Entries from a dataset
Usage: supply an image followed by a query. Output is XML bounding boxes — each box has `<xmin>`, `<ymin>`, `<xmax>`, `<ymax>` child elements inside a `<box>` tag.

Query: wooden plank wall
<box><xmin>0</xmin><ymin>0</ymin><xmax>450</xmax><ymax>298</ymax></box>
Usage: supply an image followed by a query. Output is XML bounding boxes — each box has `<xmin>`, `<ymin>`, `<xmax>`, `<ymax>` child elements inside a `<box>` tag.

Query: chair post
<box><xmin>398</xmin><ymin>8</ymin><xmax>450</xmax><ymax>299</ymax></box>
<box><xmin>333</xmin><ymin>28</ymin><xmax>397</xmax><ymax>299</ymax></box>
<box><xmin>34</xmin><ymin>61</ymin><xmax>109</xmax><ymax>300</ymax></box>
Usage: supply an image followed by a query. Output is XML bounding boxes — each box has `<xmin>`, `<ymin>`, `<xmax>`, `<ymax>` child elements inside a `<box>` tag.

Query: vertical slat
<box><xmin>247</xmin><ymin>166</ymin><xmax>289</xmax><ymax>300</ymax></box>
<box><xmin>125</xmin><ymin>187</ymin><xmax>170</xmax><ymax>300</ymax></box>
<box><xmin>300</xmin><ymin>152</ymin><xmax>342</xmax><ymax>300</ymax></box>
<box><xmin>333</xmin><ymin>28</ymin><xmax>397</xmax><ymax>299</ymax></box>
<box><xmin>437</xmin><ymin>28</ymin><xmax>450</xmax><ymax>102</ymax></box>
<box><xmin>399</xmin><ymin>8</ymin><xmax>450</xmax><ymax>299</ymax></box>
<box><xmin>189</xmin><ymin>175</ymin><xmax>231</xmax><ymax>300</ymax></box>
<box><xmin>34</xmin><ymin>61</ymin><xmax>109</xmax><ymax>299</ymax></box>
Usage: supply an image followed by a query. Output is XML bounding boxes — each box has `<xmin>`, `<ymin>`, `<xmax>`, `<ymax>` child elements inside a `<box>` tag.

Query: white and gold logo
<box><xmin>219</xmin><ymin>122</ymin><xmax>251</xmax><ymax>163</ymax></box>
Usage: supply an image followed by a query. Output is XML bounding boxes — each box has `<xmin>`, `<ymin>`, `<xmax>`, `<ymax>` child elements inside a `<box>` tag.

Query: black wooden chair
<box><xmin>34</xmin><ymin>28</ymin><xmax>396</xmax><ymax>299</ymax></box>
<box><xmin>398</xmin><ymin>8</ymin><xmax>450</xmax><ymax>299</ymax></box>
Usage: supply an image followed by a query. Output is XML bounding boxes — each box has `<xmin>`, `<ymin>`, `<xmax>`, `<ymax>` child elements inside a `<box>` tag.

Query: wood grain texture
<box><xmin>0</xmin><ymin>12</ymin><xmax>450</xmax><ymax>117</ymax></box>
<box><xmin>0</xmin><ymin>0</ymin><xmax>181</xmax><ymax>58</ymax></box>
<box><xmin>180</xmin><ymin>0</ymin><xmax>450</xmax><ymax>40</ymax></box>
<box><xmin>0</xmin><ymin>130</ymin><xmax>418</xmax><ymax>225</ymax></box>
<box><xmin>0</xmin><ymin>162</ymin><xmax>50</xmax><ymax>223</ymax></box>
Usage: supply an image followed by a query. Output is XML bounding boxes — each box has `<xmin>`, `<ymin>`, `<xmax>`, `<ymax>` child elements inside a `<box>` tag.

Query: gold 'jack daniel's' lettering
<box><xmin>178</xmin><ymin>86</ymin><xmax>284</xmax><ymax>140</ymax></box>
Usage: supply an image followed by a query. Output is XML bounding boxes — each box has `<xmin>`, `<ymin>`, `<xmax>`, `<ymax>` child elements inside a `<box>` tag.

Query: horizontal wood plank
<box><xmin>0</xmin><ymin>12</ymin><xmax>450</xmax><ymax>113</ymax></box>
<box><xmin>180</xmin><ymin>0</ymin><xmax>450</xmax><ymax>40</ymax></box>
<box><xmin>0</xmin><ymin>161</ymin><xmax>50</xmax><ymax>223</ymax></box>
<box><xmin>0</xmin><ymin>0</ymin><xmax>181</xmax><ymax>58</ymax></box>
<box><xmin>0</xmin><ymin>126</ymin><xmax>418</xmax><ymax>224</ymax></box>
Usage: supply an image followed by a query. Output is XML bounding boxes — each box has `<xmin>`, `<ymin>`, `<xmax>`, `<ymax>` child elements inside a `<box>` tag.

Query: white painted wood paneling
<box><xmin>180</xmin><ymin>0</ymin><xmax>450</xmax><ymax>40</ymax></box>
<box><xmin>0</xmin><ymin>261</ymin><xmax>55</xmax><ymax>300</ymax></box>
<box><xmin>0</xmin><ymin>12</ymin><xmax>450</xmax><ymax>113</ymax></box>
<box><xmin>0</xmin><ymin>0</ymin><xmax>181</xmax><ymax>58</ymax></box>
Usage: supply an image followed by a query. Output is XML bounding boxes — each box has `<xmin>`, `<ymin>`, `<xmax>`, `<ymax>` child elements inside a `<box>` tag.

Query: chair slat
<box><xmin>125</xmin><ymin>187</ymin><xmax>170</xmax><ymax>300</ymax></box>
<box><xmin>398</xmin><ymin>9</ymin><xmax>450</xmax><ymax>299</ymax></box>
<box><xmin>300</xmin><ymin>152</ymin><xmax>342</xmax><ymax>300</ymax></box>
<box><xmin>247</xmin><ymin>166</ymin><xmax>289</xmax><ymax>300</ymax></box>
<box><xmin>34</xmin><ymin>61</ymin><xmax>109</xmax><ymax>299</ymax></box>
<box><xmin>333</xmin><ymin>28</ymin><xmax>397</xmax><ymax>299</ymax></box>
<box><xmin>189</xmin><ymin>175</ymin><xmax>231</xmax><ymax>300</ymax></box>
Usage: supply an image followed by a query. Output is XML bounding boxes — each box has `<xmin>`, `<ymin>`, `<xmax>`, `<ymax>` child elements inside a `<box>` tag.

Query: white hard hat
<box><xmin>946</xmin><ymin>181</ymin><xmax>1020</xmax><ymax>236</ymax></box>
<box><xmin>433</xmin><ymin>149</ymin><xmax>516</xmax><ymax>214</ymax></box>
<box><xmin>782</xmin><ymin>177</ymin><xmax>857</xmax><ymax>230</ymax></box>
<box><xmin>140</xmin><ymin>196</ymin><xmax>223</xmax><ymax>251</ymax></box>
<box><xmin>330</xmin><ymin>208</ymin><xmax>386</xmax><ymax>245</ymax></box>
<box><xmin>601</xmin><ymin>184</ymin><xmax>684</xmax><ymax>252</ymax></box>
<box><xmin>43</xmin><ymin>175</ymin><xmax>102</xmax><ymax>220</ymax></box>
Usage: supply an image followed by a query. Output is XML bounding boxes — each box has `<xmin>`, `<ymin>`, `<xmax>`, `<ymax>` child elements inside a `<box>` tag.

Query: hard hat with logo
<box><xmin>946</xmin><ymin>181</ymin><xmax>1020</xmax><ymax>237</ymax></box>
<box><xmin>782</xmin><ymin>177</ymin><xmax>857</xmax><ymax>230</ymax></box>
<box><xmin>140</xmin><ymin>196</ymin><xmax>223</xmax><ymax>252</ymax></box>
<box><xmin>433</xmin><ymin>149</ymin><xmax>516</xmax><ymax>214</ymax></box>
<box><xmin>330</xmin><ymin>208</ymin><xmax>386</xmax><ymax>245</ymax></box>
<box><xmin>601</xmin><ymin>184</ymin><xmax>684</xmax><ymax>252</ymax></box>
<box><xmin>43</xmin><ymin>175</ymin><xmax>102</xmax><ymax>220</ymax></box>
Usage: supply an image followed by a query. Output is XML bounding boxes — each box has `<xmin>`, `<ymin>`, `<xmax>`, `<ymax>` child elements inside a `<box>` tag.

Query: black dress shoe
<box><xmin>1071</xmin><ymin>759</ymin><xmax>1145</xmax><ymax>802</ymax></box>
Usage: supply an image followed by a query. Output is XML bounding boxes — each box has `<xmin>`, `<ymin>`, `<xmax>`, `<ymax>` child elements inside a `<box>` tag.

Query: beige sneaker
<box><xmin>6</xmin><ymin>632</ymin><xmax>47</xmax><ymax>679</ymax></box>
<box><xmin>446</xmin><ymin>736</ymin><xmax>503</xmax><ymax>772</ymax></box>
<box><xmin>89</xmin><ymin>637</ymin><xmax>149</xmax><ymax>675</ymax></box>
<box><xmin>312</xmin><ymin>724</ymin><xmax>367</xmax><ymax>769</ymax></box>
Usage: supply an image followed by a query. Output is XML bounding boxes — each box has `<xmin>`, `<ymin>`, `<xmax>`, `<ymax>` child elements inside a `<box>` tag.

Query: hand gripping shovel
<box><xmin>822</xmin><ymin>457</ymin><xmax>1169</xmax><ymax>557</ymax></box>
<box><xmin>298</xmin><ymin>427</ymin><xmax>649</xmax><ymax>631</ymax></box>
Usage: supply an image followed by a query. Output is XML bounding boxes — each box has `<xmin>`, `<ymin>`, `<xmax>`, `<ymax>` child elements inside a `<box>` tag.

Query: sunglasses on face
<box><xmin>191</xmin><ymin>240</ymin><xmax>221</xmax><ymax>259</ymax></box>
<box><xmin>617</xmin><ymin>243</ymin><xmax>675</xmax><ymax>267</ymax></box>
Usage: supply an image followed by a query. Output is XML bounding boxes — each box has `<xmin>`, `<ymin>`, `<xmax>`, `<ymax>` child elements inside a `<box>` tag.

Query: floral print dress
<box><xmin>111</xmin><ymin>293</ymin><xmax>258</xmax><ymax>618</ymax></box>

= OBJECTIVE =
Filter the entries above, reproducing each line that contains the word "dress". The match is case-sensitive.

= EXERCISE RESPONSE =
Query: black dress shoe
Query: floral print dress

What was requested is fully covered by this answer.